#### TO DO:
Going through the data below, copy out each line where the word "pink" shows up.

#### RECORD EXTRACTS:
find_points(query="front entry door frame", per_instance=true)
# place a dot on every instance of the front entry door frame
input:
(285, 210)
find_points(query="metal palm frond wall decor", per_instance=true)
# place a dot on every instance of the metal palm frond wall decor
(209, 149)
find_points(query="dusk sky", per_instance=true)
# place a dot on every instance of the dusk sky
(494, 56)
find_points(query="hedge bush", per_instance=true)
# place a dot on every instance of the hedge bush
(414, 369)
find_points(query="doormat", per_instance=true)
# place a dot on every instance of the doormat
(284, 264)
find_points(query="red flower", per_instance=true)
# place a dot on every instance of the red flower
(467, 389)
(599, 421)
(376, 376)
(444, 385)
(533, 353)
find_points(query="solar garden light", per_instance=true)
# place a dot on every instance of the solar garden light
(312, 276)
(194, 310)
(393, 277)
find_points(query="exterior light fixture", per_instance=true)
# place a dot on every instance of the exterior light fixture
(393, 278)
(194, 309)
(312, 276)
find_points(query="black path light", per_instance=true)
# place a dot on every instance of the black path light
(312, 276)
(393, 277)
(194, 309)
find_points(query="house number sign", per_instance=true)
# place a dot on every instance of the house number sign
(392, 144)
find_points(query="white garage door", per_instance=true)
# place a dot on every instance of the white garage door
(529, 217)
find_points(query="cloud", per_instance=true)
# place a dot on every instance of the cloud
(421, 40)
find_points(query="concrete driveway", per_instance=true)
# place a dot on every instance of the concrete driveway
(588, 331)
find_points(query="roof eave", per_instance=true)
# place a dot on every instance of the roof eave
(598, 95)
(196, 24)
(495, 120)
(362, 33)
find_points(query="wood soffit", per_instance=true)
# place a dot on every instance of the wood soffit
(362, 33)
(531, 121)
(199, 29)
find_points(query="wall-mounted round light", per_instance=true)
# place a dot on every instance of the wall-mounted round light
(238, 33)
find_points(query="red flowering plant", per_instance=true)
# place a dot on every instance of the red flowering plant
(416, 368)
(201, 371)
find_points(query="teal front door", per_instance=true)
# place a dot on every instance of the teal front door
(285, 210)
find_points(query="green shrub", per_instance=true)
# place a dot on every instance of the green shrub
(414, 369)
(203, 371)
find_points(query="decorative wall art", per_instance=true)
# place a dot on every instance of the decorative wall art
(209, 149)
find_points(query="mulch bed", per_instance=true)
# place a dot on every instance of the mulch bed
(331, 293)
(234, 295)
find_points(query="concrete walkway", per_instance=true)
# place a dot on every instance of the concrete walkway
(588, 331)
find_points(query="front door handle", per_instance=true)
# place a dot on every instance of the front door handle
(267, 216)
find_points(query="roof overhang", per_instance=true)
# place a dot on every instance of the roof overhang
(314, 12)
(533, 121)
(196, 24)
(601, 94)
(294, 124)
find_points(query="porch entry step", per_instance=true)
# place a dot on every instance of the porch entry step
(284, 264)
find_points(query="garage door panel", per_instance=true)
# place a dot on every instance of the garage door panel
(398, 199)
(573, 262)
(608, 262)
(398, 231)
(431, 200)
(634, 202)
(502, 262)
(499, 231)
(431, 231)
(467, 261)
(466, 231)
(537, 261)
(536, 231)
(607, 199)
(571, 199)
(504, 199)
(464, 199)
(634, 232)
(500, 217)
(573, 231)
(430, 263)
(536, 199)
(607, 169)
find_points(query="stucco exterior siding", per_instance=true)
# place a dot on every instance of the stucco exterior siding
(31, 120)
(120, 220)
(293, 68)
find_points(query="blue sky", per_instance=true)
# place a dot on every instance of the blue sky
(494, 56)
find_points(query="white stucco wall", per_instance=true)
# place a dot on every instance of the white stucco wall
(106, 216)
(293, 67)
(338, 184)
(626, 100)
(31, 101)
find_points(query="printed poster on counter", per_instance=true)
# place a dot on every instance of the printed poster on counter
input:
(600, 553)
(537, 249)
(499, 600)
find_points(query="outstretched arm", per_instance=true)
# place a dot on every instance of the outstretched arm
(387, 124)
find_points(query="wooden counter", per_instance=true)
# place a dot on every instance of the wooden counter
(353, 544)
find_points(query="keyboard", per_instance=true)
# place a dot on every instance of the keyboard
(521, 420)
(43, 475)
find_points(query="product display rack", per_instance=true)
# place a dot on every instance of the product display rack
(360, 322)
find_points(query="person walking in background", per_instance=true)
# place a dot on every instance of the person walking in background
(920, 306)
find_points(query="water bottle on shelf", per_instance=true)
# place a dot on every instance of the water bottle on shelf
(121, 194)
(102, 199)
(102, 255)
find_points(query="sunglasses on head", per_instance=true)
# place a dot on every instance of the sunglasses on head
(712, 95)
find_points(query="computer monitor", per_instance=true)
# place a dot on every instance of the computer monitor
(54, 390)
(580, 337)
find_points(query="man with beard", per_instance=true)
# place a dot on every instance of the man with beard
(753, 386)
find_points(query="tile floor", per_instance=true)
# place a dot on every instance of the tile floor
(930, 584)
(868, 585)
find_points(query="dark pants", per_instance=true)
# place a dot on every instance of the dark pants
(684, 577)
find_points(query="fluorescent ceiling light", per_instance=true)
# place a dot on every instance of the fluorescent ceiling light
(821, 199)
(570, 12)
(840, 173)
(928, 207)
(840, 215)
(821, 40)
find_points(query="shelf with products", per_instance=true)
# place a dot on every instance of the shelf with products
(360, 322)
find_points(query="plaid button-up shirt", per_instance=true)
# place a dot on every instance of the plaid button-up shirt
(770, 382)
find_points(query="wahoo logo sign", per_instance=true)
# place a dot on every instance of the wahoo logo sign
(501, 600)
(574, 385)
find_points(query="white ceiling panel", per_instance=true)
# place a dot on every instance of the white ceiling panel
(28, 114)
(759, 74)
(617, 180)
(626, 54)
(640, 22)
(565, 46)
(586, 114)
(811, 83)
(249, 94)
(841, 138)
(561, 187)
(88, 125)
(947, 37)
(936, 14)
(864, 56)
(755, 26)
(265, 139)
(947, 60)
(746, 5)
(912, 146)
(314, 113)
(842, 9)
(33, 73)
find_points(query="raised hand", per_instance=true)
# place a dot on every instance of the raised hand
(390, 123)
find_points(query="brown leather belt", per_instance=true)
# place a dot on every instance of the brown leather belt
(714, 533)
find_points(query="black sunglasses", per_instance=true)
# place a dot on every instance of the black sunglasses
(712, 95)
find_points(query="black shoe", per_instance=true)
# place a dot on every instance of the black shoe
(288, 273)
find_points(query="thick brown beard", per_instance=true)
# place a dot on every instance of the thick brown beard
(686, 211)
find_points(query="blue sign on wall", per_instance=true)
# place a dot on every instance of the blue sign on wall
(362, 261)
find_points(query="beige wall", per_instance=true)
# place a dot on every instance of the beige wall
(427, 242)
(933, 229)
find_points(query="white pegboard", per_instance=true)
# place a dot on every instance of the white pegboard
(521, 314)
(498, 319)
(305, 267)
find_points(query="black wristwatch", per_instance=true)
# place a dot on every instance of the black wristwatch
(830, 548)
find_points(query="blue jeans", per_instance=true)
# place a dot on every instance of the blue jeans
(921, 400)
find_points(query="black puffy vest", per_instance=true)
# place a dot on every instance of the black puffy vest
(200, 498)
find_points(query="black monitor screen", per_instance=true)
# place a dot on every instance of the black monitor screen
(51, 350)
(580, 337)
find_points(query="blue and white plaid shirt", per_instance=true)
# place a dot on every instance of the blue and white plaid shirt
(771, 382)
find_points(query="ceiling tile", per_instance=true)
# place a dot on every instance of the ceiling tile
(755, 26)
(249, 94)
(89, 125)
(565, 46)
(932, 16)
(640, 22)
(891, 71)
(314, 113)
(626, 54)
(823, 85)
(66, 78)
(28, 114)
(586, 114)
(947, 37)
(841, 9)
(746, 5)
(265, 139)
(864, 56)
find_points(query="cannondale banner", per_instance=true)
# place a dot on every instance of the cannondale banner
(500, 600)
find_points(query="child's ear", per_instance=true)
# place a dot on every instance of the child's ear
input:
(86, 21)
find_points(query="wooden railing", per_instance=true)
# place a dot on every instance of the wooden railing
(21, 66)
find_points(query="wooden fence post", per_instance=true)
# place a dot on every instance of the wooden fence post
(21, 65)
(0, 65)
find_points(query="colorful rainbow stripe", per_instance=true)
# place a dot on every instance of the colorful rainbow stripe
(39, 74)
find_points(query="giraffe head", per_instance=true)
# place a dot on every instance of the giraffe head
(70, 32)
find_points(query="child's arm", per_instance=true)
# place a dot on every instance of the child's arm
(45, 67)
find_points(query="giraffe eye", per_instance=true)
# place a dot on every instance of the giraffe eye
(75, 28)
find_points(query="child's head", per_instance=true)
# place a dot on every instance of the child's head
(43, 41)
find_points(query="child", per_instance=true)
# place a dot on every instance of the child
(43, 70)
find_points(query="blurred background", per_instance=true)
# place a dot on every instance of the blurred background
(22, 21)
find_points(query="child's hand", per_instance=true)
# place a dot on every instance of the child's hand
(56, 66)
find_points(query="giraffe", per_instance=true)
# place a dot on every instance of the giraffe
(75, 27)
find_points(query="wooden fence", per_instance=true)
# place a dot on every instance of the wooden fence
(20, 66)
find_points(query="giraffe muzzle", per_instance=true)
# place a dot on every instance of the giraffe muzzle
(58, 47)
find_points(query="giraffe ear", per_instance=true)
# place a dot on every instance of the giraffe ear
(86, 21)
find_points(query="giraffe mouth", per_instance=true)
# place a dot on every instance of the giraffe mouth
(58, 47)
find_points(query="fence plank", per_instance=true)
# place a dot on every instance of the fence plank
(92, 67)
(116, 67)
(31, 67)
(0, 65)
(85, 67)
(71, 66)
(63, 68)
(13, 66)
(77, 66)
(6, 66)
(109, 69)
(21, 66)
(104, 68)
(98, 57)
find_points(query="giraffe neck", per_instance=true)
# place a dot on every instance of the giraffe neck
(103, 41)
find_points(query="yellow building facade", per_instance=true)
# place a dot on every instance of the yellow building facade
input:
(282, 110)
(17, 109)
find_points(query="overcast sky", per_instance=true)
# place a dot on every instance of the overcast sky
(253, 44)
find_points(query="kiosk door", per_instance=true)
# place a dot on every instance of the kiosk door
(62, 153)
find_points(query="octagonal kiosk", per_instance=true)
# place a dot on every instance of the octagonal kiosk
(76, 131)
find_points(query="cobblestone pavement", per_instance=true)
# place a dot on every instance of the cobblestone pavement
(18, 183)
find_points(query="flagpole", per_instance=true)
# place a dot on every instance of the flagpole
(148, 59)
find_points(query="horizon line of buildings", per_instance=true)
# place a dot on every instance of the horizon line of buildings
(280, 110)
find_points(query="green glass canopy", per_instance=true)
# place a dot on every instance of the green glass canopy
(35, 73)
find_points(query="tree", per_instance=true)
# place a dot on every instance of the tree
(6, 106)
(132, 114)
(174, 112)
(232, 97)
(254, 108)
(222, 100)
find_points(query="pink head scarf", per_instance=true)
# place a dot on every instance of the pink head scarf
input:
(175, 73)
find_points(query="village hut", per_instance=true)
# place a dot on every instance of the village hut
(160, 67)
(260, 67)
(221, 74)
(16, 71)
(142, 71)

#### FINISHED TASK:
find_points(query="pink head scarf", per_instance=true)
# place a dot on every instance of the pink head scarf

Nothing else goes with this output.